» **WORK INSTRUCTIONS**:
#1 According to the passage on Job's comforters, who alone sees God truly?
#2 Continue the passage on Job's comforters from the point where it stops.

[Opening SUPPLIED TEXT section]

A Hell of Mercy by Tim Farrington
Author:Tim Farrington
Language: eng
Format: epub
Publisher: HarperCollins
Job’s comforters are reasonable, upright, pious men, and there is much of truth and wisdom in what they offer their suffering friend. Where they fall short is in their need to believe in the comprehensibility of Job’s suffering, in the smugness of their conceit that they can explain the ways of God to him and to themselves, and in their complacent sense that human efforts can suffice to end such suffering. In seeking comfort and security in a reasonable God and a tidy creation that can be comprehended, they must defend themselves against the glaring truth of Job’s condition. It is Job alone, in the depths of his utterly disproportionate misery, who sees God truly: God stripped of all that human sense can make of him.

[Closing SUPPLIED TEXT section]
[Opening EXTRACTED MATERIAL section]

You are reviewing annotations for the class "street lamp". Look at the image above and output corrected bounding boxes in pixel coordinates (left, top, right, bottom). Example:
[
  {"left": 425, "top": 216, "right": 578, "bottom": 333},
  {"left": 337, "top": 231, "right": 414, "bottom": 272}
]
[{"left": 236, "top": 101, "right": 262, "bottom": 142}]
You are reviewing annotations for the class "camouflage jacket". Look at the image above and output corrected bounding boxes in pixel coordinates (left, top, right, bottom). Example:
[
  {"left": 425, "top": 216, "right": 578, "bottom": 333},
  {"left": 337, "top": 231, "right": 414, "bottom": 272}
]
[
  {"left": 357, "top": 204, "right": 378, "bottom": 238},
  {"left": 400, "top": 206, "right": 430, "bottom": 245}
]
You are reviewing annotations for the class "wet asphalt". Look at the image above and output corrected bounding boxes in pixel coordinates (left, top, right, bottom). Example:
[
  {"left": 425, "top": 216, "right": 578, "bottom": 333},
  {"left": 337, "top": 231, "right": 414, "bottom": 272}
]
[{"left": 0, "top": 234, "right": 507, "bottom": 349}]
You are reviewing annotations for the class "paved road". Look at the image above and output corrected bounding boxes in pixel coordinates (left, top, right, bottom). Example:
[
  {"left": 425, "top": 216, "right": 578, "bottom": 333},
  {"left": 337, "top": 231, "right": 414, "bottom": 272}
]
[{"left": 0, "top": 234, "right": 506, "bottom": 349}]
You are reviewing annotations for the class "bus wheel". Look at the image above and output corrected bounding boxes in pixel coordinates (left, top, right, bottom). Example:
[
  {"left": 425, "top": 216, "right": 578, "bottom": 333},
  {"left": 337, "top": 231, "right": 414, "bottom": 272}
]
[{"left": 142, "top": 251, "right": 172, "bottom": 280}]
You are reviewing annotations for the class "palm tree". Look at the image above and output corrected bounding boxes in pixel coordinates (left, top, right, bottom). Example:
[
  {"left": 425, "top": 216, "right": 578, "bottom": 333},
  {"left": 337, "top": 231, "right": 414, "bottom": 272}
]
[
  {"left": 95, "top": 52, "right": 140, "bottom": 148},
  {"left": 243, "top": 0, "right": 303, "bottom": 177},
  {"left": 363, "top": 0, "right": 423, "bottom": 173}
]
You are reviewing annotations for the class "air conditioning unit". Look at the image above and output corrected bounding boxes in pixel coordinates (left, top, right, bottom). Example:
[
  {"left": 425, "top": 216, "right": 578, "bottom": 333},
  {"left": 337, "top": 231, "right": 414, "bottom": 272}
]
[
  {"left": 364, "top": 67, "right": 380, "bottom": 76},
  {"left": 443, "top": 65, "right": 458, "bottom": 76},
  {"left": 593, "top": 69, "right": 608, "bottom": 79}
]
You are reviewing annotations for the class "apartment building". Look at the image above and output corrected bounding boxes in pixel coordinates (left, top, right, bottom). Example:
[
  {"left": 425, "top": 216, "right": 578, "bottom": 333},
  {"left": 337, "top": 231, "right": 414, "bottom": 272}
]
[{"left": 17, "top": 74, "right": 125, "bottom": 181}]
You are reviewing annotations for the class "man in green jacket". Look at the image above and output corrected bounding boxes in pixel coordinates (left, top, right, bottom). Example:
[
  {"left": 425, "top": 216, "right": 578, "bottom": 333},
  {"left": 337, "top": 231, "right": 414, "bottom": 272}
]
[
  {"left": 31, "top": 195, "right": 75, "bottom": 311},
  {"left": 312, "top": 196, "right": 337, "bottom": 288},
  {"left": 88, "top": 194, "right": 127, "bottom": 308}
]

[Closing EXTRACTED MATERIAL section]

» **RESPONSES TO THE TASKS**:
#1 Job alone, in the depths of his utterly disproportionate misery.

#2
We do no one any good by encouraging a schizophrenic, a serial killer, or someone with a brain tumor to see their affliction as a dark night of the soul. But most of us fall somewhere on the semifunctional side of the line that marks the purely medical condition or untreatable character disorder. Often, too, depression is symptomatic of a Gordian knot of social dysfunctionality, and the communal compulsion to treat the “identified patient” with drugs to “solve the problem” (and thus avoid examining the pathological elements of the social matrix itself) is strong. At various times through my own years of depression I was strongly urged to take antidepressants, but the social dynamic at those points was such that to do so would have felt like capitulation, surrender to a form of coercion. You may simply be the canary in the coal mine, the first to succumb to a bad atmosphere. I once saw a wonderful Gary Larsen cartoon in which a cow was lying on a therapy couch, with a cow therapist attentively taking notes in the background. “I don’t know, Doc,” the cow-patient was saying. “Sometimes I think it’s not me, it’s the herd.”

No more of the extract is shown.